ACTIVITY — No record may be left out; print them all verbatim.

PROVIDED DATA —
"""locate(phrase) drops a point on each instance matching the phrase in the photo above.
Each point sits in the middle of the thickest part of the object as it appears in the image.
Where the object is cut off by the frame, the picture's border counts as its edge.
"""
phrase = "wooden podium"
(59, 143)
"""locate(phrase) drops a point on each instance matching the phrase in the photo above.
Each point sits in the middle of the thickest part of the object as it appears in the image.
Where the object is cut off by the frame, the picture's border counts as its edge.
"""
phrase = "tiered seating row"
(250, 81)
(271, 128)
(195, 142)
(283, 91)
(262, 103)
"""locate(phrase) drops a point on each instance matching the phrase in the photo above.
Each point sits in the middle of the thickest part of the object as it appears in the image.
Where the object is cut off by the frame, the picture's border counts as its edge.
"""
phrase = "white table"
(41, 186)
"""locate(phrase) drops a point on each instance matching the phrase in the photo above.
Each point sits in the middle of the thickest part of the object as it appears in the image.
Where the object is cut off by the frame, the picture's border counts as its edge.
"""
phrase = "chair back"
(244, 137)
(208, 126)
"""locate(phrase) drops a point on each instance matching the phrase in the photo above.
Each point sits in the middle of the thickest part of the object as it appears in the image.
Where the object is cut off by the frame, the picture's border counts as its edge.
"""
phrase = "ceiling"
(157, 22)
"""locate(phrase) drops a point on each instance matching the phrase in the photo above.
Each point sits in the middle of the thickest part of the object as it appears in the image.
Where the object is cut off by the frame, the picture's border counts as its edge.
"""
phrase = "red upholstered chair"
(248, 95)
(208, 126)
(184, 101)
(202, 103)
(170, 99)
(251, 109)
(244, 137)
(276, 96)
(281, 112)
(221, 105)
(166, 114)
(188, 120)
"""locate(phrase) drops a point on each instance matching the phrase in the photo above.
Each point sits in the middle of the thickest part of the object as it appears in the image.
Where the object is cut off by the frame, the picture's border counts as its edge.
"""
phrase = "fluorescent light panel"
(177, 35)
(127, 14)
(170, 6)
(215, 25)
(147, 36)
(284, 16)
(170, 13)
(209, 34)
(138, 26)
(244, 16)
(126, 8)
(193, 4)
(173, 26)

THE ANSWER —
"""locate(phrase) drops a point on each instance matching the phrase in the photo above.
Each point sits in the middle of the thickest part of the object as it appears in the image.
Where the object is cut off by the frame, the picture's border counts as its edge.
"""
phrase = "wooden podium"
(59, 143)
"""locate(phrase) drops a point on each instance matching the phrase in the photo above.
Each point sits in the middle of the thickest part of the object as it appears in the image.
Where the object is cut off by the frame, the picture's border counts as its edge.
"""
phrase = "tiered seating row"
(250, 81)
(271, 128)
(195, 142)
(283, 91)
(262, 103)
"""locate(phrase) drops a point on each instance matching the phrase in the photo above.
Each point sits in the middle of the thickest part of the object as it appears in the image.
Where the object is cut off by the frame, the picture's border counts as its edge.
"""
phrase = "white table"
(41, 186)
"""locate(phrase) drops a point on each instance matching the phrase in the photo above.
Each point sits in the middle of the thickest part of the object as it appears in the image.
Where the object is cut off by the frame, the picture's border counts as its edge.
"""
phrase = "chair back"
(244, 137)
(208, 126)
"""locate(phrase) drops a point on each instance matching the phrase in the photo above.
Each point sits in the middle of the thickest part of the object as it appears in the image.
Where the object is cut off by the frame, the picture's border counts as its edge.
"""
phrase = "ceiling"
(157, 22)
"""locate(phrase) drops a point on each instance matching the phrase in the photo above.
Each point sits in the middle of the thickest part of the object as it appears in the image.
Where the object is cut off by the frame, the picture's border counts as its edge.
"""
phrase = "red upholstered chair"
(248, 95)
(208, 126)
(184, 101)
(202, 103)
(170, 99)
(251, 109)
(244, 137)
(276, 96)
(281, 112)
(221, 105)
(166, 114)
(188, 120)
"""locate(phrase) drops a point on each instance matching the phrase in the photo above.
Each point sits in the middle of the thickest part of the object as it appears in the image.
Where the object is cut off by the frame, the picture's border counts as its edge.
"""
phrase = "fluorescent light panel"
(177, 35)
(127, 14)
(170, 6)
(215, 25)
(147, 36)
(284, 16)
(170, 13)
(209, 34)
(138, 26)
(244, 16)
(126, 8)
(193, 4)
(173, 26)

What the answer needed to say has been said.